(Document text)

Speaking at a special meeting to discuss the regeneration plan last Monday, Sheehan says a relative complained to him that they can no longer access a walkway off the estate “without side-stepping people taking drugs or who are very unwell having taken drugs”.

Local Sinn Féin TD Maurice Quinlivan, who has spoken often of the local crisis, says community addiction services have been "starved of funding and lives have been destroyed".

Quinlivan says he recently brought a Limerick Regeneration official with him on a tour of the estate, to see the extent of the problem and they both witnessed people openly “shooting up” heroin in a burnt-out house.

“There’s one house selling drugs 24/7. I understand that there is a wall built just inside the internal wall and a second steel door, so when the Garda smash in the first door there is a second door to go through – there is a slot in that and you just put your hand in through it with your money and you tell them what you want: ‘browns’ or ‘yellows’ or ‘greens’, or whatever, they’re all coded differently.”

Quinlivan praises gardaí for regularly targeting the dealers but reiterates what Costelloe says: “Within hours it is back up and running and it’s very frustrating for the vast majority of the community.”

Last March Limerick's Chief Supt Gerry Roche said he would deploy four community gardaí to the estate but Quinlivan says that locals tell him "they don't see many gardaí at all".

Quinlivan, who is a director on the Mid-West Regional Drug and Alcohol Forum, says “crack cocaine is off the scale” in Limerick.

He says the drug is “one of the most addictive and hardest to get off”, adding “the dealers in St Mary’s Park have targeted the most vulnerable people with crack cocaine and it has probably outstripped heroin levels in the city”.

He warns: “I don’t think people realise the actual disaster that crack cocaine will be if it’s not tackled. We are seeing the devastation of it across urban areas of America and it’s starting in our own city, unfortunately.

“There is a special place in hell for these gangs because they have deliberately targeted those who are the most vulnerable,” he adds.

Substance abuse affects the entire family and extended family and there isn't enough services looking at that

A decade long drugs turf war between the late 1990s and mid-2000s saw up to 20 people murdered, shootings, petrol bombings and assaults.

The gangs have learned that shootings bring unwanted attention from gardaí and politicians, and have operated relatively peacefully over the past 14 years.

Last year was another record year for garda drug seizures nationally, which included €9.5 million of cocaine, €7.3 million of cannabis, and €5.7 million worth of heroin.

A meeting of Limerick’s joint policing committee last month heard that more than€2.5 million worth of drugs had been seized locally since the start of the year, representing a 16 per cent rise on 2020 seizures.

(End Document text)
(Given information)

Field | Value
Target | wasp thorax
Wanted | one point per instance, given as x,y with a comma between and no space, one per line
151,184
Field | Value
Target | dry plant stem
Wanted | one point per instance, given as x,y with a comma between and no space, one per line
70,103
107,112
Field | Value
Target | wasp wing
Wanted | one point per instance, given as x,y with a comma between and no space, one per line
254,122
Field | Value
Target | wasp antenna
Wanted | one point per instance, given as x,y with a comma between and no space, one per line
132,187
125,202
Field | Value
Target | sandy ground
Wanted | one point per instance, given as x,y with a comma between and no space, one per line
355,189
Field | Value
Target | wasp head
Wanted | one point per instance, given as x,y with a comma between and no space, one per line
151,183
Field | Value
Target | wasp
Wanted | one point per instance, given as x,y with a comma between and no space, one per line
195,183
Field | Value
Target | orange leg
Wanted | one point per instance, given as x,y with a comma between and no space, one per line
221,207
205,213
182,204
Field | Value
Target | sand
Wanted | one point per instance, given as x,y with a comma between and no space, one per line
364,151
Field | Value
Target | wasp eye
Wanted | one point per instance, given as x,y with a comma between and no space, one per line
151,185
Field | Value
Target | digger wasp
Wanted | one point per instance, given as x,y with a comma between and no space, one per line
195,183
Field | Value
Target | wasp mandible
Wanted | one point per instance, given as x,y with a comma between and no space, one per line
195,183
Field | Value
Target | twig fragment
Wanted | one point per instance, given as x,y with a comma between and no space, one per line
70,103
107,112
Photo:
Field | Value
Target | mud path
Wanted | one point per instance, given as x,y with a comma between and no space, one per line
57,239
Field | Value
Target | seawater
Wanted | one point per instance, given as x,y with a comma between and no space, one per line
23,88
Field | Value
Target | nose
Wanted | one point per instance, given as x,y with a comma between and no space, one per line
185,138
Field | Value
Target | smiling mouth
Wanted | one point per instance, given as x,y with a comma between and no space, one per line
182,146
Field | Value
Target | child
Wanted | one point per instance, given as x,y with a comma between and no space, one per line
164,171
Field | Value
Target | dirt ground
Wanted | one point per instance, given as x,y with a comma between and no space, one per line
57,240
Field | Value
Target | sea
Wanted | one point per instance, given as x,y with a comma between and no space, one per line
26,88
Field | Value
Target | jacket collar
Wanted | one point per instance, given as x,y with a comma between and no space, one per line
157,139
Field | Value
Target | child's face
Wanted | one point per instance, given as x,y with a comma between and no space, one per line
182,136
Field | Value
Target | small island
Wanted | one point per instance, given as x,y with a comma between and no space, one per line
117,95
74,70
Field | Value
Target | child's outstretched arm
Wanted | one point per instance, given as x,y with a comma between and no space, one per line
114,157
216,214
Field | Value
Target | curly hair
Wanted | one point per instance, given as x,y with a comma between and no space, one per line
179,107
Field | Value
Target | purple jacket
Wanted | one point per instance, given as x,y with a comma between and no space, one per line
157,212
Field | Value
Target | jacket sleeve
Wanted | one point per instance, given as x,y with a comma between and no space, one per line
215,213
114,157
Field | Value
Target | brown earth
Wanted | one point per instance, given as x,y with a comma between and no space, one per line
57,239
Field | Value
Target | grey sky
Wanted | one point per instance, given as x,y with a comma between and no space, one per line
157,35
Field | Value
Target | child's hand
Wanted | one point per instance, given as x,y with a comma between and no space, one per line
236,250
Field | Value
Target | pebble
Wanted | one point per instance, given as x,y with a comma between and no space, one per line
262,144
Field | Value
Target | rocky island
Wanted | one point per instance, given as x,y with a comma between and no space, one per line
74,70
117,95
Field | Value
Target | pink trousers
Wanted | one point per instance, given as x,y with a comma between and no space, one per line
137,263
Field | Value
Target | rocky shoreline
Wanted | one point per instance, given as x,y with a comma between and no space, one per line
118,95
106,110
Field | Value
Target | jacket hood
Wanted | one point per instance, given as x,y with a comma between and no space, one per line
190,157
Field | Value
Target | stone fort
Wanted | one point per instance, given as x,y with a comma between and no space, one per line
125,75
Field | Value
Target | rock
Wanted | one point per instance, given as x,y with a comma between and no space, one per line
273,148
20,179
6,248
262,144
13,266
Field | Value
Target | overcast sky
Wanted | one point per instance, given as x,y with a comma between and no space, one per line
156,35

(End Given information)
(Given information)

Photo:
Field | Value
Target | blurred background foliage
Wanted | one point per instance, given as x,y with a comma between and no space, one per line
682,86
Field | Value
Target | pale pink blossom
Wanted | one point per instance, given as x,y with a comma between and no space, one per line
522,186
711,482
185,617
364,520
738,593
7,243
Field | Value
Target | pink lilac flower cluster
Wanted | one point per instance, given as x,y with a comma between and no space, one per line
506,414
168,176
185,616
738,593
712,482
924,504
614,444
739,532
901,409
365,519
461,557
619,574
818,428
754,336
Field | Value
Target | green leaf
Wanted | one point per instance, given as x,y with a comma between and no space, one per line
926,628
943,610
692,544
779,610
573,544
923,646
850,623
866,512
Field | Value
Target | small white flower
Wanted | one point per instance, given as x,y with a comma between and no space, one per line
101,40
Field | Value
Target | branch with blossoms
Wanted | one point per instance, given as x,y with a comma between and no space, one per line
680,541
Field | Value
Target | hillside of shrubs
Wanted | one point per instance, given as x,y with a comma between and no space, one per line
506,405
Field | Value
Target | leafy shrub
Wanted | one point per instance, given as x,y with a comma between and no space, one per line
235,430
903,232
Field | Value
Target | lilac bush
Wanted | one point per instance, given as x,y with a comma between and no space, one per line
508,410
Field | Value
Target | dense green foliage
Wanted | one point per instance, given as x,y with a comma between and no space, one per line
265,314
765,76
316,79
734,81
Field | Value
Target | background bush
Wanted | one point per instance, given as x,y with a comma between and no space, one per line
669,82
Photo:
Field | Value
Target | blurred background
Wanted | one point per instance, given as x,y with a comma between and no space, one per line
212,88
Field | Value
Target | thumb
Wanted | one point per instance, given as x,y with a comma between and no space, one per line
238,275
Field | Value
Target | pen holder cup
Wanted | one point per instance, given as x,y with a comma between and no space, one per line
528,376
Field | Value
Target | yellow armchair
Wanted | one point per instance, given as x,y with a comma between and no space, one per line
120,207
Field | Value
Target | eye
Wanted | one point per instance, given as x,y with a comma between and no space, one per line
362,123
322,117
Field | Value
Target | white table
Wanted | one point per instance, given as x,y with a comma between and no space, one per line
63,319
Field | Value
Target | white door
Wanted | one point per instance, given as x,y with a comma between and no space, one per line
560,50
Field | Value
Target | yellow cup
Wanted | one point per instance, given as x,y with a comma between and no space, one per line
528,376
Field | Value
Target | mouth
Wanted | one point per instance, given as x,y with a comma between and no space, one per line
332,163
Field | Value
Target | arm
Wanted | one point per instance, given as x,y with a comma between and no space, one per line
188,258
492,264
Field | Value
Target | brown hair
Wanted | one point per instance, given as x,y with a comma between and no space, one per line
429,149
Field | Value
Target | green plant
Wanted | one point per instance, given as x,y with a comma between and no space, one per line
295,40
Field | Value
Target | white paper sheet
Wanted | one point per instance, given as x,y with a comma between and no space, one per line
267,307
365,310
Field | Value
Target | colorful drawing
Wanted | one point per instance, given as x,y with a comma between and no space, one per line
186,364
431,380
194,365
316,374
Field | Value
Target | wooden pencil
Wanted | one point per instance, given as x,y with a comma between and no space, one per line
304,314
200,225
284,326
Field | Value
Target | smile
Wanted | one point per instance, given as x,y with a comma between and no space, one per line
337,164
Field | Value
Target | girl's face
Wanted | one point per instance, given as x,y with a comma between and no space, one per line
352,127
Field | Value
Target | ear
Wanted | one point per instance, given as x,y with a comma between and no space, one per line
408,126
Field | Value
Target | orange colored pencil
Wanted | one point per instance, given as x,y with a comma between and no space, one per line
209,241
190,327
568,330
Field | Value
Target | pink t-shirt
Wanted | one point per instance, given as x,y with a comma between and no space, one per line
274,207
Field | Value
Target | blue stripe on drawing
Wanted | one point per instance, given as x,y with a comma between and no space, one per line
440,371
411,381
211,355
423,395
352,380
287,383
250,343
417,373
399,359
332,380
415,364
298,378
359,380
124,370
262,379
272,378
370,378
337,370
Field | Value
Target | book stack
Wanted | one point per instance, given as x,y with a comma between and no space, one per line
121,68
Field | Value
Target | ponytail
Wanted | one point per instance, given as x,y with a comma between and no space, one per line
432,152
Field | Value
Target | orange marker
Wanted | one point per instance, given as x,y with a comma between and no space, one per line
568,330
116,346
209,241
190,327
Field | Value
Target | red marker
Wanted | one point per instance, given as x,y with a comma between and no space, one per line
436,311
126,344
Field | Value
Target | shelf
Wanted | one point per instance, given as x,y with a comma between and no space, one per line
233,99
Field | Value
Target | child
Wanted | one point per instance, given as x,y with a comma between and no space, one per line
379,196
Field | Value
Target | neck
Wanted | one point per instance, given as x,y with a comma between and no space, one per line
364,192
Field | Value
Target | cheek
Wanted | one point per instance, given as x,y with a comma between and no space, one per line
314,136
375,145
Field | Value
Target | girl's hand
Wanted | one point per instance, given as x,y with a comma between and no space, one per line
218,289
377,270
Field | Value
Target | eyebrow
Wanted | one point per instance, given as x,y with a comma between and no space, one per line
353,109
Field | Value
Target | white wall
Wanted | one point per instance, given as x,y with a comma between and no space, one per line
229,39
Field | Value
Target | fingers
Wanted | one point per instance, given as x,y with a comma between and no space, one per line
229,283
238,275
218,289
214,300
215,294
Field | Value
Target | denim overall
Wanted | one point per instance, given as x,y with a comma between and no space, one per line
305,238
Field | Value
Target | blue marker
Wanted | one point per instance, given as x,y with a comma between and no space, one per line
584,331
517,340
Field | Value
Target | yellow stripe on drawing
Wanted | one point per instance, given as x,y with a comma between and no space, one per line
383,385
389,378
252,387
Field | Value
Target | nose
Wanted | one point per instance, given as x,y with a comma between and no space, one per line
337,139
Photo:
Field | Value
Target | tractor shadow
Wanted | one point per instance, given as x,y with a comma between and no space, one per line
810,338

(End Given information)

# [Exercise tasks]
1. Answer these three questions from the article on drugs in Limerick, one answer per line marked (a), (b) and (c):
(a) What role does Maurice Quinlivan hold on the Mid-West Regional Drug and Alcohol Forum?
(b) How many community gardaí did Chief Supt Gerry Roche say he would deploy to the estate?
(c) By what percentage did local drug seizures rise on 2020 seizures?
2. Reproduce the stretch of the article on drugs in Limerick from "Substance abuse affects" through "on 2020 seizures." without changing any characters.
3. Summarize the article on drugs in Limerick in two sentences.
This material is unrelated to the article.

# [Solutions to the exercise]
1.
(a) He is a director.
(b) Four.
(c) 16 per cent.

2.
Substance abuse affects the entire family and extended family and there isn't enough services looking at that

A decade long drugs turf war between the late 1990s and mid-2000s saw up to 20 people murdered, shootings, petrol bombings and assaults.

The gangs have learned that shootings bring unwanted attention from gardaí and politicians, and have operated relatively peacefully over the past 14 years.

Last year was another record year for garda drug seizures nationally, which included €9.5 million of cocaine, €7.3 million of cannabis, and €5.7 million worth of heroin.

A meeting of Limerick’s joint policing committee last month heard that more than€2.5 million worth of drugs had been seized locally since the start of the year, representing a 16 per cent rise on 2020 seizures.

3. Sinn Féin TD Maurice Quinlivan says community addiction services have been starved of funding, and he says one house on a local estate sells drugs 24/7 and is back up and running within hours of garda raids. He warns that crack cocaine, which dealers in St Mary's Park have aimed at the most vulnerable people, has probably outstripped heroin levels in the city, while more than €2.5 million worth of drugs has been seized locally since the start of the year, a 16 per cent rise on 2020 seizures.